Set of tasks:
1. According to the Lower Decks review, what first put the writer off the show? Answer in one to three sentences.
2. Pick out every line in the rows that contains the word "loop".

Text shown:
I can’t believe I almost wrote off Star Trek Lower Decks.
I’m sure there are people out there who think the idea of a “comedic take on the staid and serious Star Trek” is a personal affront and will want nothing to do with Star Trek Lower Decks. I am not one of those people, but for me the first few episodes seemed a bit familiar, when I had been hoping for something a little more groundbreaking. The series comes from Mike McMahan, who worked on Rick & Morty which is…an acquired taste (it took me a while to come around to R&M, personally). Both shows feature rapid-fire scenes intended to offer as many “blink and you missed it” opportunities as they can so viewers feel like they’ve accomplished something that other people might not, because we live in terrible times when these situations are parlayed as “intelligence”. In fact, since Lower Decks debuted, reviews have focused heavily on what they stupidly call “Easter Eggs” that refer to earlier points in Star Trek lore. It was mainly this exhaustive meta-focus and not the IP’s self-parody that turned me off, but I gave it my required “three episode trial”, and whether it was a case of the episodes getting better, or the fact that the show just started to grow on me, I am now incredibly sad that the first season is over.

Record extracts:
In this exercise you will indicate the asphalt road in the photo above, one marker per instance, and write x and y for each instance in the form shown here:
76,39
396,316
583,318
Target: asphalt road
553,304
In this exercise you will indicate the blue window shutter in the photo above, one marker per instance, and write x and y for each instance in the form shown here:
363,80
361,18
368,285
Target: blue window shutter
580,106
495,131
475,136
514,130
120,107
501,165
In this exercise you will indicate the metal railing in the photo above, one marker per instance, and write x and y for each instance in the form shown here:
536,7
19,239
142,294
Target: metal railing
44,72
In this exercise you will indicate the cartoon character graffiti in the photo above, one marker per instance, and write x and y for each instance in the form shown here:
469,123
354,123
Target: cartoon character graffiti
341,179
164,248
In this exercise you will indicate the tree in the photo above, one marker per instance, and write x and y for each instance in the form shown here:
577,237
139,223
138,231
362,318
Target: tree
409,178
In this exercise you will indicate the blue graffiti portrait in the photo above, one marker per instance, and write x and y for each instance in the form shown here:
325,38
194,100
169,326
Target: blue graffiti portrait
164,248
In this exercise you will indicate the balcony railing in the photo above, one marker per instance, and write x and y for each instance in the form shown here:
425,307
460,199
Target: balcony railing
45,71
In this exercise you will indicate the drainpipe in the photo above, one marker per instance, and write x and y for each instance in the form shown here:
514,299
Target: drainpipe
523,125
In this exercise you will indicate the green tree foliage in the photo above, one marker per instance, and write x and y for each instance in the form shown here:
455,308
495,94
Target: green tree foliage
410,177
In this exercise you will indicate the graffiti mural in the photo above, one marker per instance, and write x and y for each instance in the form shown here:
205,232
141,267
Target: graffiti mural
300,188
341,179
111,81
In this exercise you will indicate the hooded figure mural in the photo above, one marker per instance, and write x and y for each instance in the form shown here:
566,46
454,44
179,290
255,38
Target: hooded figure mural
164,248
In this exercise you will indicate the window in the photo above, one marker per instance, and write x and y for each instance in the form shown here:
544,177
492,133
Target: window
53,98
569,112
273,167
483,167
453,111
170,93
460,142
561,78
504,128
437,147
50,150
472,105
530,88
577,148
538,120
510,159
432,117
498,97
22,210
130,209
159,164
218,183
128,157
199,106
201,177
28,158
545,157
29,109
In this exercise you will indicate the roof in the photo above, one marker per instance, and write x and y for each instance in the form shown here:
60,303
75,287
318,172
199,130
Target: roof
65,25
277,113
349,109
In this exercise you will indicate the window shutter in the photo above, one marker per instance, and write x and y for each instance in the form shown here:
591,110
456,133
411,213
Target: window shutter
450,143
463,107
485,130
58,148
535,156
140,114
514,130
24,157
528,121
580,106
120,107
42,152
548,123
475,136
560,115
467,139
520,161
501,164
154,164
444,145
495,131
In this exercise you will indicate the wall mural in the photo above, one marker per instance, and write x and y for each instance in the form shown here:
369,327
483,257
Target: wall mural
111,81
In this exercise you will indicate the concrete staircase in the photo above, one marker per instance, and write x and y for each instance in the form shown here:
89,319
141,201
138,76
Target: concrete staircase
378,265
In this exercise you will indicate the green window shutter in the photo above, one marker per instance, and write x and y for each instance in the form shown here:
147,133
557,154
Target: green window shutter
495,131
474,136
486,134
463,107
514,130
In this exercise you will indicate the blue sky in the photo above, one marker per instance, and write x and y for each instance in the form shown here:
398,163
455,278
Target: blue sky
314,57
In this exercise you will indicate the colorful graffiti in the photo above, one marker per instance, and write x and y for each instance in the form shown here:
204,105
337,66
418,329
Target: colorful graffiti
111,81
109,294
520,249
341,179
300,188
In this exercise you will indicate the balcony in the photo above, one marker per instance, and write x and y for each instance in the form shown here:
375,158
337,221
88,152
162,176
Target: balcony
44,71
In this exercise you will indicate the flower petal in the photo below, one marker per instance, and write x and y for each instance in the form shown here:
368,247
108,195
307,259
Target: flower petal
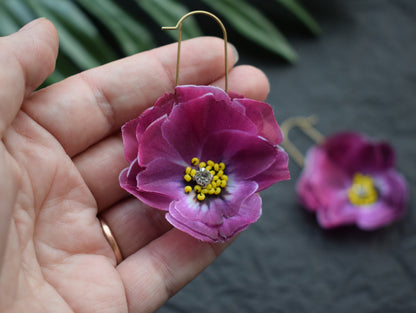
128,182
163,106
248,213
185,93
163,177
261,114
153,145
190,123
319,179
277,171
245,155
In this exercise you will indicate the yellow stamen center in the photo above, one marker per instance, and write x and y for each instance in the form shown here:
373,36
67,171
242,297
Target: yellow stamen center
206,179
362,190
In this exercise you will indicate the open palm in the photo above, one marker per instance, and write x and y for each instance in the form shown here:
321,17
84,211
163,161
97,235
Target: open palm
60,156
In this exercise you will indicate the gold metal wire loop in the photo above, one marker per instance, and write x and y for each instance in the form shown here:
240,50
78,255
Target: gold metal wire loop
179,26
306,125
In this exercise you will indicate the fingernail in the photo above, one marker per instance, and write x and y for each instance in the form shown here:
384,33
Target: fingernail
235,52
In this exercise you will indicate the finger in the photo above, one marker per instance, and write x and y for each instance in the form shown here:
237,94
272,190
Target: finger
101,165
156,272
26,59
248,81
134,224
87,107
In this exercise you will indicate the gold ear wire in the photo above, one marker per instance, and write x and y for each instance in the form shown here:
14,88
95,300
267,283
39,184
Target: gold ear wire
179,25
306,125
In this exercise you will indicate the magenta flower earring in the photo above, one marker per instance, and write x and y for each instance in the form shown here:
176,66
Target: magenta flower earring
202,155
348,179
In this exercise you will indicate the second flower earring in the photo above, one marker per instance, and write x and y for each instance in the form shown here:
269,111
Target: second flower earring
202,155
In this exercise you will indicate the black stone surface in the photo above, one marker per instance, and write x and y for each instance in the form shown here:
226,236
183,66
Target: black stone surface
360,74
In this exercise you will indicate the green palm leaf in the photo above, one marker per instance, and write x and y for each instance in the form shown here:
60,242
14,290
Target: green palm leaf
254,25
83,46
167,13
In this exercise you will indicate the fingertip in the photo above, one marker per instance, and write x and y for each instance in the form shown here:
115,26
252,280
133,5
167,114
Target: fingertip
40,38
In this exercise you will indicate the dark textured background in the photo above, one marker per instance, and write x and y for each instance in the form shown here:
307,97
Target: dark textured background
360,74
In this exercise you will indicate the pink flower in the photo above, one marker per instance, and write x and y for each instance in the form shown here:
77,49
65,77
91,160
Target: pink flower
203,155
350,180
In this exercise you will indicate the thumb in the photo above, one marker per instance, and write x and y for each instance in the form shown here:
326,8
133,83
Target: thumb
27,58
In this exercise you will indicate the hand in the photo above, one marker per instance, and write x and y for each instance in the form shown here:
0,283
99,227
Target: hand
60,157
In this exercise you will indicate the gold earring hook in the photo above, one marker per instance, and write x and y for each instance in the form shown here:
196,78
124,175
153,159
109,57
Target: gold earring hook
179,25
306,125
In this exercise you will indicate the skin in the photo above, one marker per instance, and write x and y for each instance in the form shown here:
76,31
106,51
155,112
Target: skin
60,156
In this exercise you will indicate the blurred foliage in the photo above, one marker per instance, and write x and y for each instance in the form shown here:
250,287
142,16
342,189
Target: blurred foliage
94,32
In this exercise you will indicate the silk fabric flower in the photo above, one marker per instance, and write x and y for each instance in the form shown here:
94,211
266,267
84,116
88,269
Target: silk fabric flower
203,155
349,179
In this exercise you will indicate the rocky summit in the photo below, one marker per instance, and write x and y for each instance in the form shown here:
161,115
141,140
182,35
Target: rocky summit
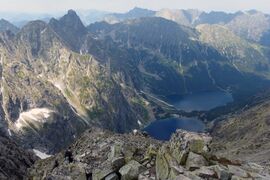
76,98
100,154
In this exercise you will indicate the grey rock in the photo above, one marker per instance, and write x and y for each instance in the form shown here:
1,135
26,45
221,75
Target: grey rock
205,172
131,170
182,177
195,161
112,176
117,163
237,171
222,172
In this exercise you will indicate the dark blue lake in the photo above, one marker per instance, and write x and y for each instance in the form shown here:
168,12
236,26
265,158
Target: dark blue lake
162,129
202,101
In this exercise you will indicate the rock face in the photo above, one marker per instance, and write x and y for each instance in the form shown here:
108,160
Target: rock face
104,155
7,26
13,159
244,134
59,79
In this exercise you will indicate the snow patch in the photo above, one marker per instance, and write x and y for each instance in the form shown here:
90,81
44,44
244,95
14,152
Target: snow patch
40,154
34,115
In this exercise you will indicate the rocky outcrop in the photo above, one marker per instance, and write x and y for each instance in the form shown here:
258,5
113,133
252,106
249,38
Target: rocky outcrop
14,160
245,133
104,155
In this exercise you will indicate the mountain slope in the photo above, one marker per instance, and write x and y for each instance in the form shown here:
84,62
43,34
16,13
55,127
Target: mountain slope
7,26
132,14
100,154
187,64
51,94
245,133
14,160
240,52
69,28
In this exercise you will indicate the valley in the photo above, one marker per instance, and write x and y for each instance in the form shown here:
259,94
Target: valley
117,91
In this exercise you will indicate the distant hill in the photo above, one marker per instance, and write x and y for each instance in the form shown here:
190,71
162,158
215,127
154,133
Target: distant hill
7,26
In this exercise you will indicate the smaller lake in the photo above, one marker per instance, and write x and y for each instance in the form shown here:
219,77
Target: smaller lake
202,101
163,129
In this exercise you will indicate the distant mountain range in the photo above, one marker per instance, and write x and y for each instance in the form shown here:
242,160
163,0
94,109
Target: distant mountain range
251,25
60,77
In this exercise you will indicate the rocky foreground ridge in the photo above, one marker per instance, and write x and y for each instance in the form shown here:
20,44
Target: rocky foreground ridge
100,154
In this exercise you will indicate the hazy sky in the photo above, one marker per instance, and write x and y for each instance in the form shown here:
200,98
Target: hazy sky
124,5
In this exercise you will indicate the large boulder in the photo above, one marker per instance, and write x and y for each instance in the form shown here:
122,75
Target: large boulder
195,161
131,170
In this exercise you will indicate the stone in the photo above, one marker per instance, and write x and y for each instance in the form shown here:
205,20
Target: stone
205,172
118,162
221,171
101,174
131,170
182,177
192,175
237,171
112,176
162,166
116,151
195,161
240,178
177,169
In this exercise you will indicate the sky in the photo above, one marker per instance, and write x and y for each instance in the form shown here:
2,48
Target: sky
48,6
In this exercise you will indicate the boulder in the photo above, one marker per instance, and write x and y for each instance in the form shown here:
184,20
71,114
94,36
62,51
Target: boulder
131,170
192,175
182,177
116,151
162,166
240,178
195,161
118,162
112,176
205,172
221,171
237,171
101,173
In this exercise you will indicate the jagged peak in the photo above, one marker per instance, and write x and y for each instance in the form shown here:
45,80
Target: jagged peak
34,25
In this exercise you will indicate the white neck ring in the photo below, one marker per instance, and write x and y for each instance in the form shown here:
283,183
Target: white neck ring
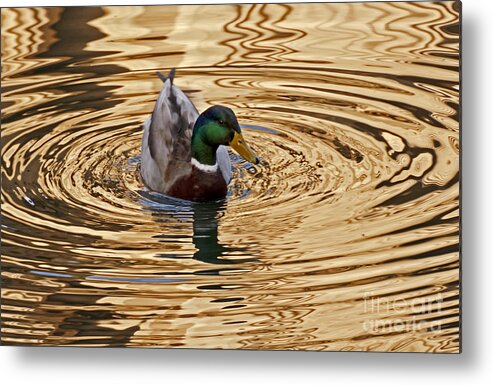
204,167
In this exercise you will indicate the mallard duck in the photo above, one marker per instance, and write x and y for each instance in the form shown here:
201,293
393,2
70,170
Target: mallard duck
184,154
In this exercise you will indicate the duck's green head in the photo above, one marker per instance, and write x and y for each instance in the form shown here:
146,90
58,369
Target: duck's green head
218,126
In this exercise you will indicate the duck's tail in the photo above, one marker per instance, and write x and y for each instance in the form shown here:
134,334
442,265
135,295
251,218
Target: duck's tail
170,76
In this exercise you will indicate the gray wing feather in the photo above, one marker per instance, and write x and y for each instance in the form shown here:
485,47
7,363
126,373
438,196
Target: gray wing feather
172,121
166,149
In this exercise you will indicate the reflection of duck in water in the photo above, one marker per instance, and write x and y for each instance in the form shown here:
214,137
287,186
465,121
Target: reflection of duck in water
205,217
184,153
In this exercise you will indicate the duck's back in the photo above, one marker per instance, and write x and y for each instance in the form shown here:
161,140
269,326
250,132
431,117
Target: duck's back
166,150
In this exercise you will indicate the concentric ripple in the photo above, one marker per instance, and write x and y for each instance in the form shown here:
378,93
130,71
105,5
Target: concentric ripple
345,237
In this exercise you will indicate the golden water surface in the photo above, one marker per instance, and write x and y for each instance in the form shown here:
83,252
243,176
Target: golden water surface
345,237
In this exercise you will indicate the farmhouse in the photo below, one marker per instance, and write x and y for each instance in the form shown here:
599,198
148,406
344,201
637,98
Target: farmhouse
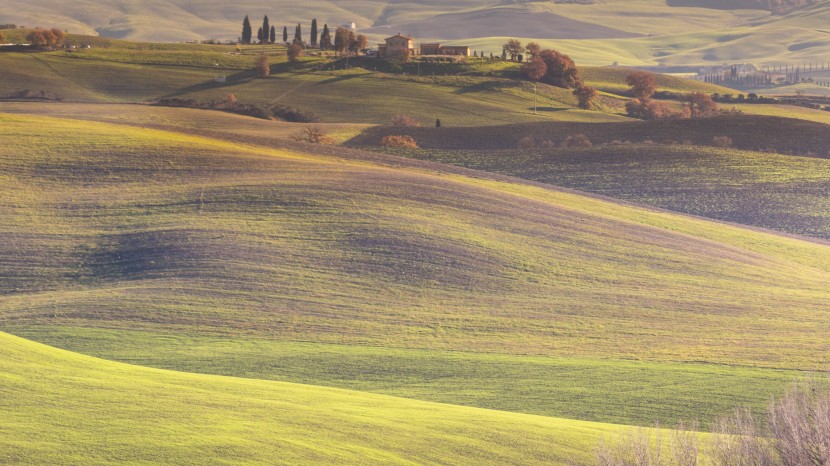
440,49
395,46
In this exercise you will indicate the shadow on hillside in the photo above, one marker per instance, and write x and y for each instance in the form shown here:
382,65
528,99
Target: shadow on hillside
549,109
485,86
230,80
336,79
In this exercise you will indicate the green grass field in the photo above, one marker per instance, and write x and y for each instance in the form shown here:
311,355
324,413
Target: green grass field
200,255
64,408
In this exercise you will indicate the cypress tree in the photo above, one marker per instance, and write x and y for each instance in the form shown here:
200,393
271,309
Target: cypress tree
266,28
325,38
246,31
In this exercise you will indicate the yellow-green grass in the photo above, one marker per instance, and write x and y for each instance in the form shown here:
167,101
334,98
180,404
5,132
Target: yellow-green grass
612,79
787,111
128,229
213,122
612,390
63,408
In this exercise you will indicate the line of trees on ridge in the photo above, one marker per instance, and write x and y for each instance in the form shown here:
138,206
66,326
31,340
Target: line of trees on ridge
551,67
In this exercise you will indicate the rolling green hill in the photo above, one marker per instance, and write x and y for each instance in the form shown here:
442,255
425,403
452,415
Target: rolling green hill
197,254
597,34
64,408
123,73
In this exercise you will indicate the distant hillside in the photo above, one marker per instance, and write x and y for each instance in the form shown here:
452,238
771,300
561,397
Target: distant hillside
623,31
776,6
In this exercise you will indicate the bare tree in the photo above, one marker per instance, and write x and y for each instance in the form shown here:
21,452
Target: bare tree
514,48
262,66
800,424
642,84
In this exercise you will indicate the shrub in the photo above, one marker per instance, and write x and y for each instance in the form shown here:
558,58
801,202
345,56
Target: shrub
722,141
796,432
651,110
403,121
230,99
399,141
527,142
586,96
577,140
313,135
262,67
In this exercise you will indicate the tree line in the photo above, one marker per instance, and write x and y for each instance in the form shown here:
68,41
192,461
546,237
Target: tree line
343,41
551,67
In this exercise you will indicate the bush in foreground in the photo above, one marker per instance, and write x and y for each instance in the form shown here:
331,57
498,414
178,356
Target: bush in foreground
795,433
403,121
399,141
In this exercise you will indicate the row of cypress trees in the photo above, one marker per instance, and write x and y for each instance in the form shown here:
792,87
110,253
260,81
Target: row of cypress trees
268,34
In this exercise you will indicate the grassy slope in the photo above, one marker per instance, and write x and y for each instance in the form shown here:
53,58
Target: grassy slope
119,71
126,74
64,408
177,235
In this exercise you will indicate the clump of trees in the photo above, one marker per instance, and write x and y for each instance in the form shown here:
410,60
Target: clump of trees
325,38
346,42
313,135
643,106
513,48
247,32
796,432
46,37
230,104
557,69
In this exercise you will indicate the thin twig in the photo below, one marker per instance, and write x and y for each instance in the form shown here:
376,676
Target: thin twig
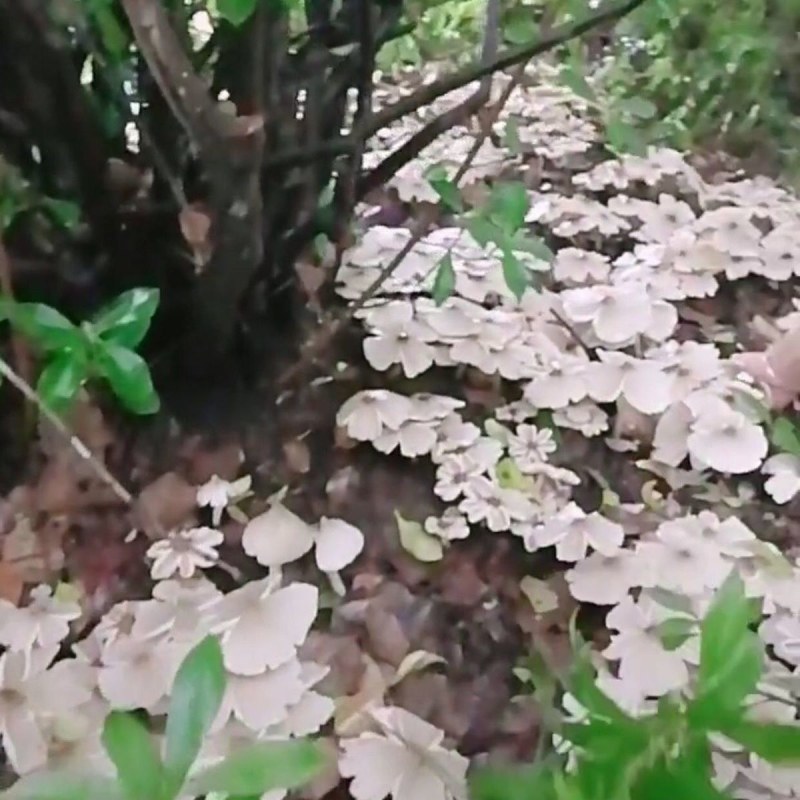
330,329
573,333
100,469
508,58
97,466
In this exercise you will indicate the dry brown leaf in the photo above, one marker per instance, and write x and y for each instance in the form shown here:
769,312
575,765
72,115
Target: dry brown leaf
297,455
349,718
195,222
201,460
11,582
169,500
344,657
243,126
311,280
87,422
36,555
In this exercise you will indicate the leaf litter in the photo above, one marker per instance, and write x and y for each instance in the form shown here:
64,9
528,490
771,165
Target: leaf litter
515,456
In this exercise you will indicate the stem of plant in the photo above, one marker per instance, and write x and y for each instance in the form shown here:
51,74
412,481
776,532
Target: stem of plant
74,442
97,466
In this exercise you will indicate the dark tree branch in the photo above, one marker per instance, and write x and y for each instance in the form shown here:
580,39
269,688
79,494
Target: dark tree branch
508,58
230,150
41,87
396,160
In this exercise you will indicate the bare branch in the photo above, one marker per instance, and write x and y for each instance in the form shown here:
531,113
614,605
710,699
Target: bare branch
508,58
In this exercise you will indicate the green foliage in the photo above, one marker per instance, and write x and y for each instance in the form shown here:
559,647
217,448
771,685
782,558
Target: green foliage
502,222
102,347
196,696
444,284
784,435
665,754
133,751
711,72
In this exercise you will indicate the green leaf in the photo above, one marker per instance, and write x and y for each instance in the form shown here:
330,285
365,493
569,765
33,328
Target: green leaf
195,700
582,684
417,541
572,77
484,231
508,205
515,274
623,138
61,379
444,283
129,377
510,476
64,213
126,321
236,11
669,781
448,192
637,107
776,743
671,600
533,245
784,435
132,749
730,657
63,785
261,767
521,784
675,631
49,328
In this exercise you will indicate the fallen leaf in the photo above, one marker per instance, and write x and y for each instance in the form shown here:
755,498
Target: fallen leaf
417,541
350,718
36,556
11,582
416,661
169,500
87,422
297,455
541,597
202,460
311,280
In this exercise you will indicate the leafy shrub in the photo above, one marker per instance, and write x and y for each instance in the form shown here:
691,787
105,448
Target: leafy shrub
103,347
717,72
665,754
144,774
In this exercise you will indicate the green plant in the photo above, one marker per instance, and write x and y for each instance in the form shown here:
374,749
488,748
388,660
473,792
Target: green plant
144,774
714,72
500,221
103,347
665,754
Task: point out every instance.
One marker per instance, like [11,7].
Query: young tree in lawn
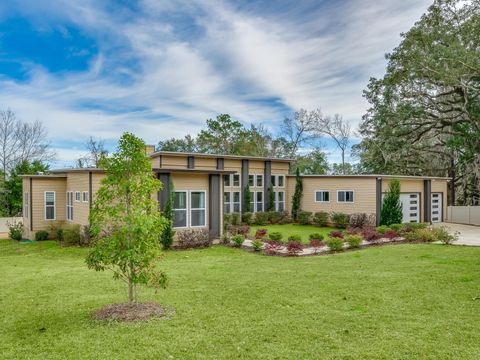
[392,207]
[126,223]
[297,196]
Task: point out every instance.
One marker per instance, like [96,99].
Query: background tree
[125,220]
[297,196]
[392,206]
[425,112]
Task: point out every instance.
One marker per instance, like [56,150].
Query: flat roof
[179,153]
[404,177]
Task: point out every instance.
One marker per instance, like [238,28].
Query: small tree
[297,196]
[271,199]
[125,220]
[392,207]
[168,232]
[247,198]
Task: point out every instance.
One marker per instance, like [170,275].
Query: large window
[49,205]
[70,205]
[322,196]
[345,196]
[279,201]
[180,209]
[26,199]
[197,208]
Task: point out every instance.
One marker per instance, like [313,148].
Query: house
[207,186]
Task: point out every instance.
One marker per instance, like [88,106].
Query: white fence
[5,221]
[464,214]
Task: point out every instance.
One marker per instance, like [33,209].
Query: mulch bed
[132,313]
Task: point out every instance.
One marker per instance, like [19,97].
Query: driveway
[469,234]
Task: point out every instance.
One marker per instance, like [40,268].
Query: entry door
[411,207]
[437,206]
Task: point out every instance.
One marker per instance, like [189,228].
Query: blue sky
[159,68]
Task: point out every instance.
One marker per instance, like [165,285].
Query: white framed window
[26,202]
[259,180]
[70,205]
[345,196]
[322,196]
[180,212]
[49,205]
[198,208]
[236,180]
[279,200]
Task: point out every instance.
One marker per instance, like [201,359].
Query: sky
[160,68]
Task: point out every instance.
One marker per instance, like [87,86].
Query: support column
[267,182]
[244,182]
[214,206]
[378,200]
[427,200]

Answers per task:
1. The first few episodes felt a bit familiar when the writer had hoped for something more groundbreaking. The main turnoff was the exhaustive meta-focus, like reviews dwelling on "Easter Eggs" that refer back to earlier Star Trek lore. It was not the show's parody of itself.

2.
In this exercise you will indicate the gold metal wire loop in the photo above, one marker per instance, and write x and y for each instance in the form shown here:
Target: gold metal wire loop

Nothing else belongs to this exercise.